● COSA FARE:
A. Per ciascuna delle affermazioni seguenti, indica se concorda con il testo su Miles Davis: (i) l'autore vide Davis per l'ultima volta a Pescara jazz nel 1986; (ii) al sax tenore della band suonava Robben Ford; (iii) Marina ricorda un concerto memorabile di Davis a Milano. Rispondi sì o no e riporta le parole decisive del testo.
B. Prosegui il testo su Miles Davis a partire dalla sua ultima frase.

● TESTO CITATO:
^^^^^^^^

Le rovine

"Le rovine non le temiamo. Erediteremo la terra. La borghesia dovrà farlo a pezzi il suo mondo, prima di uscire dalla scena della storia. Noi portiamo un mondo nuovo dentro di noi, e questo mondo, ogni momento che passa, cresce. Sta crescendo, proprio adesso che io sto parlando con te"

Buenaventura Durruti

mercoledì 28 settembre 2016

Intimamente Miles

Luciano Granieri



Ci sono musicisti che hanno percorso da protagonisti il firmamento musicale, e ci sono  musicisti che, oltre ad aver segnato la storia  della musica hanno inciso profondamente sulla vita delle persone. Miles Davis, è stato un artista che oltre ad rivestire un ruolo di assoluta preminenza nella musica, ha segnato la mia vita di appassionato di jazz. 

Questa riflessione mi  è balzata in mente come un flash  grazie   alla  mia amica e compagna di lotte Marina.  In una    sua nota su facebook,  nel quale commemora Miles scomparso il 28 settembre del 1991, Marina  ricorda un suo momento particolare vissuto nell’ assistere ad un concerto del trombettista dell’Illinois: 28 settembre 1991, muore il dio miles....due anni prima a roma un suo concerto memorabile....ho i brividi solo a ricordarlo....e sono passati venticinque anni... venticinque anni appena....:  Così scrive Marina, parla di brividi. Gli stessi brividi che ho provato e provo ancora oggi  a sentire i fraseggi ipnotici di quella straordinaria tromba. 

Grazie all’input della mia amica ho realizzato  come  Miles Davis sia  stato  un musicista che ha riempito e continua a riempire la mia vita culturale e per certi versi politica.  In verità l’ultima volta che ho visto    Davis,  a Pescara jazz nel 1986 , non ne ricavai una grande impressione, nonostante ogni nota uscisse dal suo strumento, per quanto consunta e precaria, avesse il potere di entrarti nella pelle, si notava in lui  una certa stanchezza. Di  tutta la sua band, attrezzata con sintetizzatori, e ammennicoli elettrici vari , apprezzai l’efficacia del chitarrista Robben Ford e l’abilità dello splendido Bob Berg al sax tenore.  

Lo ammetto ero nel periodo dell’intransigenza politica che si riverberava in quella musicale. Miles Davis aveva tradito il sacro spirito del jazz nero quello del Black Panther Party, aveva buttato a mare la sperimentazione di Kind of Blue con John Coltrane, per cercare il successo commerciale attraverso  le diavolerie elettroniche. Il mio fondamentalismo di allora offuscava le sinapsi musicali e non mi faceva comprendere la grandezza di un album come Bitches Brew. Non era quella un’operazione commerciale, ma l’ennesima sperimentazione di sonorità e suggestioni straordinarie sviluppatesi attraverso l’uso degli strumenti elettrici.

^^^^^^^^

Dati provenienti da una fonte
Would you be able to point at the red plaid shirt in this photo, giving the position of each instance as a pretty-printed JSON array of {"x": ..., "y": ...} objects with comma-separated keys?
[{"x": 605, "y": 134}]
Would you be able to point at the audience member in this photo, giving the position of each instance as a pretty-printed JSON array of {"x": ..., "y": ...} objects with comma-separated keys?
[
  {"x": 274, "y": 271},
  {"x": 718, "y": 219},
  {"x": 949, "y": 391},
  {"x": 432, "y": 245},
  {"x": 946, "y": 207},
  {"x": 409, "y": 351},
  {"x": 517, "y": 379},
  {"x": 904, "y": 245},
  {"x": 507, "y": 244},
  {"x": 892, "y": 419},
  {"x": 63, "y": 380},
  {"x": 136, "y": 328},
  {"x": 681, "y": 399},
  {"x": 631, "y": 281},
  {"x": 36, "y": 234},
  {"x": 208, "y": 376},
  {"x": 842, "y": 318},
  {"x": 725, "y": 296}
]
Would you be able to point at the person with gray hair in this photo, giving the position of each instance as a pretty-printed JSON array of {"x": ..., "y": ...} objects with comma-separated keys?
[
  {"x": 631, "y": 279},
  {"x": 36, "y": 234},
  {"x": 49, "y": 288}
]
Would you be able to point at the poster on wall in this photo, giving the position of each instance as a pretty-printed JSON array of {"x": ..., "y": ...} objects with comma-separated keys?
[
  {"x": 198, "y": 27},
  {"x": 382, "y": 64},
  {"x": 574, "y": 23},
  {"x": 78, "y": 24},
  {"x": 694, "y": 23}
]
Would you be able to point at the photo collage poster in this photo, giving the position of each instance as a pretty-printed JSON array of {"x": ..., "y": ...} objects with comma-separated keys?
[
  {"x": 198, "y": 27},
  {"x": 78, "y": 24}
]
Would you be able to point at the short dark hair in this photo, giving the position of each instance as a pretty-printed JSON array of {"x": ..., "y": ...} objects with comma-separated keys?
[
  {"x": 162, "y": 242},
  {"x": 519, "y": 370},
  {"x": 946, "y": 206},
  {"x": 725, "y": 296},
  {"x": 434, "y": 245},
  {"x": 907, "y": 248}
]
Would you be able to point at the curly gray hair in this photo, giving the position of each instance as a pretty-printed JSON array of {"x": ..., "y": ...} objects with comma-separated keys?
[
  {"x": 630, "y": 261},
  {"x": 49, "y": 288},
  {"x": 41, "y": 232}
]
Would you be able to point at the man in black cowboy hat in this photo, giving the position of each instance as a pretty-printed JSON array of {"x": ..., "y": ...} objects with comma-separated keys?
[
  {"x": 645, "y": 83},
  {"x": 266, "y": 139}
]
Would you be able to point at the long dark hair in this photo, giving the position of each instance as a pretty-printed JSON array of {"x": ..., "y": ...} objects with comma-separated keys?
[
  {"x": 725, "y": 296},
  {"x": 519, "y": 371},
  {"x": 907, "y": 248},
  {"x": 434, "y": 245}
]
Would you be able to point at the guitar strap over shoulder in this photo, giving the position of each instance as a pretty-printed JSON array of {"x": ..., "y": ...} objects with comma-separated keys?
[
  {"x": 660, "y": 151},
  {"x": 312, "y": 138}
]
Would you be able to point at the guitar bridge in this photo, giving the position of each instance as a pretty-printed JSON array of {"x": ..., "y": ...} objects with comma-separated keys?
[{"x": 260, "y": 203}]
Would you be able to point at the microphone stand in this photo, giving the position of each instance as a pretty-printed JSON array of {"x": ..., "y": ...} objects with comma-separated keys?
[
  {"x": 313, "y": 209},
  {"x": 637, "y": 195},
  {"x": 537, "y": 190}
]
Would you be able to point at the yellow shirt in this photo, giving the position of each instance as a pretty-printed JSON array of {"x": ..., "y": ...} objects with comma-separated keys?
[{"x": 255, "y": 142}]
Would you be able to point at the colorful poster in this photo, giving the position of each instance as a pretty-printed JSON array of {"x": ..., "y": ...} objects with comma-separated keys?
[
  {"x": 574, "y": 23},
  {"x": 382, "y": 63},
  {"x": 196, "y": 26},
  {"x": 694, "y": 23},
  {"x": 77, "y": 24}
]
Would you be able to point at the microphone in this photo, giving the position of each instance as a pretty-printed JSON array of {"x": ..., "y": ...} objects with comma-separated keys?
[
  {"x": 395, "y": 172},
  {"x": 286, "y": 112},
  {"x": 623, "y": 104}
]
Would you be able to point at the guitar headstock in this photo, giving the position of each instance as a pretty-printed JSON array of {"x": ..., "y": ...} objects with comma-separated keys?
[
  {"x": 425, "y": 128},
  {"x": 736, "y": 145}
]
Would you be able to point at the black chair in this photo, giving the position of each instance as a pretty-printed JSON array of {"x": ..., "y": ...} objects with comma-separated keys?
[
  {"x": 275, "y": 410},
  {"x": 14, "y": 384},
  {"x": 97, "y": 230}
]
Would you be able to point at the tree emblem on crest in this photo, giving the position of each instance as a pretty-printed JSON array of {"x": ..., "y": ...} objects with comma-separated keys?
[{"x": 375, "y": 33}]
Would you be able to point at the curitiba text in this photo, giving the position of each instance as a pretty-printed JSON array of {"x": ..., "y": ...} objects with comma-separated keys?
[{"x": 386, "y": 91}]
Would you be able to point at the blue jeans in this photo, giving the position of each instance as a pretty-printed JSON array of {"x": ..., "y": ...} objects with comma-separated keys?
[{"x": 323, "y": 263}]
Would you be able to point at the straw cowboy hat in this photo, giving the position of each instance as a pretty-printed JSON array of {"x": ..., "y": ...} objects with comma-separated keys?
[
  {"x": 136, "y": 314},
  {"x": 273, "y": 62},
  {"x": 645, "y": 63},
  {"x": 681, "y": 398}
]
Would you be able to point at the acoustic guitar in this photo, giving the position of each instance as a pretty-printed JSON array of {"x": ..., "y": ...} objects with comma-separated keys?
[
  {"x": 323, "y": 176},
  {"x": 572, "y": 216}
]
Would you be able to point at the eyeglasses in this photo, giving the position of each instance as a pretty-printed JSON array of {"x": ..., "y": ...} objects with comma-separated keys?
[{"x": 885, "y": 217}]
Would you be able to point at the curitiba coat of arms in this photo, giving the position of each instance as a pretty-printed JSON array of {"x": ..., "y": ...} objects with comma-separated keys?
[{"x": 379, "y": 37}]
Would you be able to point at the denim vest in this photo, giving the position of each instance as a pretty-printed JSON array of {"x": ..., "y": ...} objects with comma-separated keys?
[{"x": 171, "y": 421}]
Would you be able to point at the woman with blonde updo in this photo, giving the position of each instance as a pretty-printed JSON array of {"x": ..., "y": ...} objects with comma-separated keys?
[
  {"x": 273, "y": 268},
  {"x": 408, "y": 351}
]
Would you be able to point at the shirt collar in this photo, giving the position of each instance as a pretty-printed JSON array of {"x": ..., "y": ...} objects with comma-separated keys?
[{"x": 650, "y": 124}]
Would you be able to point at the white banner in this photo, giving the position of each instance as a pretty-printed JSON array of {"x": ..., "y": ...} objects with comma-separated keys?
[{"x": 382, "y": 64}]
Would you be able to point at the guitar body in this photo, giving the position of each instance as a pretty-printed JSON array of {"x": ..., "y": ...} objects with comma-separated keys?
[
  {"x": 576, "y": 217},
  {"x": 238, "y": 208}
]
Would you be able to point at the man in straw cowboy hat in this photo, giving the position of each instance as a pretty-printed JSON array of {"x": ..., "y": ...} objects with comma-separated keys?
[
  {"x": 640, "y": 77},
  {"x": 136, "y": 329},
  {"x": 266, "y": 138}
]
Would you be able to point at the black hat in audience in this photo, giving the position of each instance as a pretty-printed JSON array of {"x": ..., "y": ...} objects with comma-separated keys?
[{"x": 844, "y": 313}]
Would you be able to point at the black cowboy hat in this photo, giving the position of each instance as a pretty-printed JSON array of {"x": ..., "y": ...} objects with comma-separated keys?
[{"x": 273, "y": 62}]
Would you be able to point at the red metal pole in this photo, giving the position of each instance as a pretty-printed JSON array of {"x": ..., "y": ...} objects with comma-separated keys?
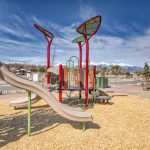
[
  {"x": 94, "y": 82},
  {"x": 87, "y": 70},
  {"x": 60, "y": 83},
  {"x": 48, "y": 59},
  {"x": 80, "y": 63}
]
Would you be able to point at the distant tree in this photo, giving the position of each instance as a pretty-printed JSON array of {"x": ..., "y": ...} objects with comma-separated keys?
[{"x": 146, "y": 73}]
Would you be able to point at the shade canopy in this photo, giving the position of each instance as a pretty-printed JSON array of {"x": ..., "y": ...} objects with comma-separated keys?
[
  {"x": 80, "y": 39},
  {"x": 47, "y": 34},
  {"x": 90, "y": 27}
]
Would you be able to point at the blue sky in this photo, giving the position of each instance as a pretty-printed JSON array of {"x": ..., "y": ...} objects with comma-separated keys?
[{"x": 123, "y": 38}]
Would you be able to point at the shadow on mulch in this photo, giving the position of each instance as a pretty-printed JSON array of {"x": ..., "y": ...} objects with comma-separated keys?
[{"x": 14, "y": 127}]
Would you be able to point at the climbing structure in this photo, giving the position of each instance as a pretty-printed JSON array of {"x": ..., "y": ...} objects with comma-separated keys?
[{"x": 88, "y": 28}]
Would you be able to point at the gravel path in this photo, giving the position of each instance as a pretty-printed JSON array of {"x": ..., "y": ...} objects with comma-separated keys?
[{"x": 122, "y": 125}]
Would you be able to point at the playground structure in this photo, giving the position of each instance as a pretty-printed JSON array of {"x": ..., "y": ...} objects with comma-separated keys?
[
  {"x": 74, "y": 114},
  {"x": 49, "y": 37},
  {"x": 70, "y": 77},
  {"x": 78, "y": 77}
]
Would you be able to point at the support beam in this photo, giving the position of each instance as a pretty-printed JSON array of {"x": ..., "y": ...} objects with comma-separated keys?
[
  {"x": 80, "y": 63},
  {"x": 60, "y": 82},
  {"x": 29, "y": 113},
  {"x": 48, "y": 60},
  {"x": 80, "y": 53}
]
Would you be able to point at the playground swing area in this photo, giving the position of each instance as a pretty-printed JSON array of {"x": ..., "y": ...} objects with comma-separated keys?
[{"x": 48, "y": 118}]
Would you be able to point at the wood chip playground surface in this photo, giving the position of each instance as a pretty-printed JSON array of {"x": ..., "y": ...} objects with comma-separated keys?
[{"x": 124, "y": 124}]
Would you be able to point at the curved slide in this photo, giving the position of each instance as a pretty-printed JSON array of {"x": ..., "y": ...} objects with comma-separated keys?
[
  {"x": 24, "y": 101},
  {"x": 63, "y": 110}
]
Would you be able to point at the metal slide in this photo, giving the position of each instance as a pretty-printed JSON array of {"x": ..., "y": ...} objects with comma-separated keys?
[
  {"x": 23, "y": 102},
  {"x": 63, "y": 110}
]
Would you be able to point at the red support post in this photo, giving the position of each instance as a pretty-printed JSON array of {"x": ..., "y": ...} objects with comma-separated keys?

^^^^^^^^

● ESITI DEI COMPITI:
A.
(i) Sì: "a Pescara jazz nel 1986".
(ii) No: "l’abilità dello splendido Bob Berg al sax tenore".
(iii) No: "due anni prima a roma un suo concerto memorabile".

B.
Grazie a quella svolta denominata jazz-rock  si imposero  all’attenzione del pubblico, musicisti straordinari come,  i pianisti Chic Corea, Joe Zawinul,  il sommo Keith Jarret , i batteristi Jack De Johnette e Billy Cobham , i chitarristi John Mc Laughlin, Pat Metheney e molti altri ancora. Del resto da  Miles Davis non si poteva pretendere un grande impegno dal punto di vista politico. Non era figlio del sottoproletariato nero cresciuto nelle vie del ghetto, era un prodotto dell’alta borghesia. Il padre era un ricco e affermato dentista di Alton nell’Illinois. 

Come non ricordare le discettazioni contrastanti, fra musica e politica sociale,  su un altro disco fondamentale per la storia del jazz come Birth of the Cool. Da un lato c’era l’oggettivo valore artistico e innovativo di quelle incisioni realizzate da Davis negli studi della Capitol fra il 1949 e il 1950 insieme a gente come Gerry Mulligan,  Lee Konitz, John Lewis, Max Roach, fra gli altri, dall’altro c’era il disappunto per una sorta di anestetizzazione che la nuova musica,  sgorgante  di quei microsolchi, arrecava alle  esuberanze  rivendicative del Be Bop.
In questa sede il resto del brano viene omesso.